# Start of Text passage

After sixty-nine responses, Bob made his final report, indicating the average age, with the range in parentheses

  • Current age: 55 (32 to 73)
  • Higher education: Architecture
  • Age when first prepared specs: 32 (17 to 51)
  • Have a mentor: 72 percent; in same office
  • Age at first formal education: 41 (20 to 56)
  • Education provider: CSI 
  • Age at CCS: 45 (27 to 57)
  • Age as full-time specifier: 46 (20 to 60)

Bob opined that 'lack of young specifiers in today's world is not a new story and that most people do not become specifiers until they have been around the "professional block" a few times and discovered where their talents lie and what part of the profession they are most interested in.'

I wish the survey had included at least one more question: What is the size of your firm? The lack of engineers is not surprising, but it would be interesting to know how they would respond to the same questions. 

According to the 2012 AIA Survey Report on Firm Characteristics, about 25 percent of firms are sole practitioners, and more than 60 percent have fewer than five employees, while only 1.4 percent of offices had 100 or more employees. My observation is that firms don't have dedicated specifiers unless they have about 40 or more employees. AIA reports 6 percent of firms have 20-49 employees. If we assume that half that group has 40 employees, only 6 percent of firms have specifiers.

As noted, if you ask specifiers, many will say they are a dying breed, but they've been saying that for some time. Given the small number of firms that use specifiers, that may appear to be the case, but there simply aren't very many specifiers, and never have been, so it's hard to say if their numbers are decreasing. 

This group has always had more gray hair than average, for a couple of reasons: No one went to architecture school with the intent of becoming a specifier, and people typically don't become specifiers until they've had at least a few years' experience.

The move to information modeling may impact specifiers, but it will be primarily in how they do their work. Before the advent of word processing software, it was not uncommon for specifiers also to be typists, though many relied on redlining, with an administrative person doing the typing. As word processing became more common, specifiers did more of their own typing, until it became the norm, and all specifiers were more or less required to become more or less proficient at word processing. An unfortunate result of this is that many architects today see specifiers as little more than glorified typists, and their real value - research, knowledge of materials, understanding of constructability, and coordination of drawings and specifications - is overlooked.

# End of Text passage
# Start of Source data

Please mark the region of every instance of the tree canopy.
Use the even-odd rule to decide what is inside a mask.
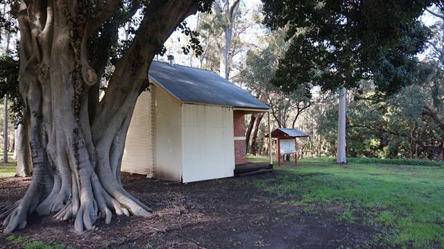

# End of Source data

Requirements:
Answer these from the passage about specifiers above:
1. What was the average current age of the survey respondents?
2. What share of firms are sole practitioners, according to the 2012 AIA Survey Report on Firm Characteristics?
3. Before word processing, what did many specifiers rely on, with an administrative person doing the typing?

The result:
1. 55
2. About 25 percent
3. Redlining